[START Material for this exercise]
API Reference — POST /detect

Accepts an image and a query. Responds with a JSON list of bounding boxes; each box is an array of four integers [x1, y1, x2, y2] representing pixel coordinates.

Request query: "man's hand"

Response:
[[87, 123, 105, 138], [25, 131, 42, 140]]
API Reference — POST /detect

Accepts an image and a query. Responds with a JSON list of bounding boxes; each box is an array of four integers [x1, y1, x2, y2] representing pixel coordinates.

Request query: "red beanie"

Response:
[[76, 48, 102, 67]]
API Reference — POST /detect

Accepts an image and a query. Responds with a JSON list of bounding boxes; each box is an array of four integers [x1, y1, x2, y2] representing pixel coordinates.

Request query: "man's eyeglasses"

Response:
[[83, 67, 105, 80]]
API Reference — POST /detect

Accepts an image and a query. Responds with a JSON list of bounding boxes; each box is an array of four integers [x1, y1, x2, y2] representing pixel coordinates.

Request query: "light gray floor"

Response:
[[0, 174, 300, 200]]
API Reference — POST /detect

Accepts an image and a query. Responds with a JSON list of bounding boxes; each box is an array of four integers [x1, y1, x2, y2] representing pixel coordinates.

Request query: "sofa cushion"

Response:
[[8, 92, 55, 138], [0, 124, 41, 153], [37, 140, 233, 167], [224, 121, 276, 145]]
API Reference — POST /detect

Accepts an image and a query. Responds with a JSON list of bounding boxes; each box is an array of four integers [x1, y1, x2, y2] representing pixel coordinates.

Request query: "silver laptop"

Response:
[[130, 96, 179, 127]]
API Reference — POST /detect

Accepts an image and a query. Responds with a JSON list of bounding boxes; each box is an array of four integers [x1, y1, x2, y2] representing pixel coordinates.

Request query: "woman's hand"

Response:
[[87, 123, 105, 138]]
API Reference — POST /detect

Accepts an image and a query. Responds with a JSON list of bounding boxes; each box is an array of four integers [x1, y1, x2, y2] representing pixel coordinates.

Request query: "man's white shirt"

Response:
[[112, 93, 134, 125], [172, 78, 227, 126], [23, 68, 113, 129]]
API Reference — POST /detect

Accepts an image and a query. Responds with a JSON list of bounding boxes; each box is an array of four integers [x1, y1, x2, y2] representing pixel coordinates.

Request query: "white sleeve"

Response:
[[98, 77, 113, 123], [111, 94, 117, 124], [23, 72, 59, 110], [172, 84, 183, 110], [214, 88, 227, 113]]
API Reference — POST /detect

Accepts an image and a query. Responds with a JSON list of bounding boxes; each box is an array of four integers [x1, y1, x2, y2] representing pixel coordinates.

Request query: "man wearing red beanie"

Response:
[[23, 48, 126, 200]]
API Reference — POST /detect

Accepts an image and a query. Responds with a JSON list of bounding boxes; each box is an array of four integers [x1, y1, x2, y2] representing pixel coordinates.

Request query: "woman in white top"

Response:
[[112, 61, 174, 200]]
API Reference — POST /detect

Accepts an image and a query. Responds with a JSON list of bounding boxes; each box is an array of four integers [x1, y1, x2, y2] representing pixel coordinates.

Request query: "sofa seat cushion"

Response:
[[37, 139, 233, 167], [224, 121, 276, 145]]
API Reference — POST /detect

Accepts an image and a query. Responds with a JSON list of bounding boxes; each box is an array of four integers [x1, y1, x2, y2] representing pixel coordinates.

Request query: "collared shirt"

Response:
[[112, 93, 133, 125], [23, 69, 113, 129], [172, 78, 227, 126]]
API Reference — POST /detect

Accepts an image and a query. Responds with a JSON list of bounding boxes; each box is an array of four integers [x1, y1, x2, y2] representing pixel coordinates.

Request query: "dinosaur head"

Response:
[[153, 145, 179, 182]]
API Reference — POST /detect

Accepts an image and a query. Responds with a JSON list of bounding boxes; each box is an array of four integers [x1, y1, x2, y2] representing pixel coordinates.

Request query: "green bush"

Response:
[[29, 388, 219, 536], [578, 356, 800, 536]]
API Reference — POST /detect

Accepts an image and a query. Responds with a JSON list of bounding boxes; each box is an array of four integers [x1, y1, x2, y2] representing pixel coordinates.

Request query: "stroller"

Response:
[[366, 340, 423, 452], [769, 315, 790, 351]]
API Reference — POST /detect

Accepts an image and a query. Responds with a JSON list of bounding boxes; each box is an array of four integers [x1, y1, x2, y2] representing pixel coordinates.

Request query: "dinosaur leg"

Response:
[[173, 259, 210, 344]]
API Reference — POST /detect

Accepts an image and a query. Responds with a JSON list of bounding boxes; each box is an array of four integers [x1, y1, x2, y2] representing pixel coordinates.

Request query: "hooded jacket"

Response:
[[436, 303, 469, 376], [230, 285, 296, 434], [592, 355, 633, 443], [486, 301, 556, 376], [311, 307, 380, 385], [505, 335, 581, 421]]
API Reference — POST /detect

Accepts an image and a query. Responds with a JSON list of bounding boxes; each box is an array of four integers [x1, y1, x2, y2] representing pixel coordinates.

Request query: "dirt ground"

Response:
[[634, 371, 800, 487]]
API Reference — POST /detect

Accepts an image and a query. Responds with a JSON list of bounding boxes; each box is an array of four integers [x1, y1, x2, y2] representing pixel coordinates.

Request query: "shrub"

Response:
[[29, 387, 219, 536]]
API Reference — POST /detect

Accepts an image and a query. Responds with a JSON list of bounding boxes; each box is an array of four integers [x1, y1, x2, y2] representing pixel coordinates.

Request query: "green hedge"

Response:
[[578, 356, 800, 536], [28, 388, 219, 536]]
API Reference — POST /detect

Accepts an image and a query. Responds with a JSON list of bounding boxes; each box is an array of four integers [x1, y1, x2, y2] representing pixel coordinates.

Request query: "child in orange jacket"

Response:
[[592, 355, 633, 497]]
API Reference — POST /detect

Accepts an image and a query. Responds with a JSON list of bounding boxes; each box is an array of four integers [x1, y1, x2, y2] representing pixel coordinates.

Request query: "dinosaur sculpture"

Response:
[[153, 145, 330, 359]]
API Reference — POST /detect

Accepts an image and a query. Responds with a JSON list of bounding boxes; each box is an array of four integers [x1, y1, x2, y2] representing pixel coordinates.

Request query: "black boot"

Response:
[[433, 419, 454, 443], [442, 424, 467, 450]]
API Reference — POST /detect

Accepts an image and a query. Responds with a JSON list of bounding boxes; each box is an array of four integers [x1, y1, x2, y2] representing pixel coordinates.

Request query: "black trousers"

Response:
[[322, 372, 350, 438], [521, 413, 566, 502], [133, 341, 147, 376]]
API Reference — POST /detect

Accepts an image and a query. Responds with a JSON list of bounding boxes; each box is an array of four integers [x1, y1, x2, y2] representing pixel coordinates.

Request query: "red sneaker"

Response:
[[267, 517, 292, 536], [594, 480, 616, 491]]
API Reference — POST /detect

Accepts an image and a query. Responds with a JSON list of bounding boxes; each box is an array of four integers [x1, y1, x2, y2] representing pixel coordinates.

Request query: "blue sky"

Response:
[END Material for this exercise]
Lay out the entries from the start through the line containing "[[87, 123, 105, 138], [25, 131, 42, 140]]" as a two-column CSV with the columns text and answer, one row per entry. Wrap each field in double quotes and turn any line breaks into spaces.

text,answer
"API Reference — POST /detect Accepts an image and a query. Responds with a JSON list of bounding boxes; each box is an array of four integers [x1, y1, x2, y2] representing pixel coordinates. Request query: ""man's hand"" Response:","[[87, 123, 105, 138], [25, 131, 42, 140]]"